DIRECTIONS — Your copy should repeat the data that follows exactly and contain no image.

RECORD EXTRACTS —
┄┄┄┄┄┄┄┄┄┄┄┄┄┄┄┄┄┄┄┄
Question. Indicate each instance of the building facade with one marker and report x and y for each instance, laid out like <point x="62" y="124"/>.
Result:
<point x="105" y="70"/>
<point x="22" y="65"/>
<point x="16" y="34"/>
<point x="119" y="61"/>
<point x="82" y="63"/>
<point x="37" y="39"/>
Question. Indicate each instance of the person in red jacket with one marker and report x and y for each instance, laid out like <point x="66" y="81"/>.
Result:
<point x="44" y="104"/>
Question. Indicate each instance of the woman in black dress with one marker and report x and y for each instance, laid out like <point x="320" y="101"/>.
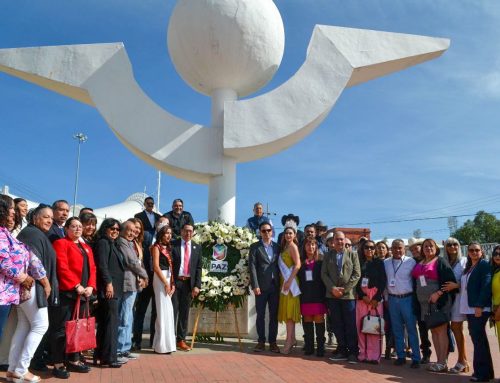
┄┄┄┄┄┄┄┄┄┄┄┄┄┄┄┄┄┄┄┄
OUTPUT FOR THIS EXERCISE —
Question. Indicate each instance of the building facade with one marker and report x and y for each instance, laid out like <point x="62" y="124"/>.
Result:
<point x="105" y="70"/>
<point x="22" y="65"/>
<point x="16" y="34"/>
<point x="119" y="61"/>
<point x="82" y="63"/>
<point x="37" y="39"/>
Question. Indicate each instance of the person in red jacket with one marker and report x and y for each instance, laid out like <point x="66" y="81"/>.
Result:
<point x="44" y="104"/>
Question. Indicate each instance of the woman in black dress with one marker and report x and y for each instance, laid out like <point x="320" y="101"/>.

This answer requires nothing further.